<<<<

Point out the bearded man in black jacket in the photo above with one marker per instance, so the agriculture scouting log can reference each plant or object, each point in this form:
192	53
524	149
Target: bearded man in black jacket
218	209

>>>>

## [Directions]
Copy the listing again, substituting "gray jacket" for every occurrence of "black jacket" and leaving all other text unchanged.

## [Right answer]
Point out the bearded man in gray jacket in the photo above with one marker per instance, so the agriculture scouting log can reference each plant or object, each point in this form:
192	53
524	149
Target: bearded man in gray jacket
218	209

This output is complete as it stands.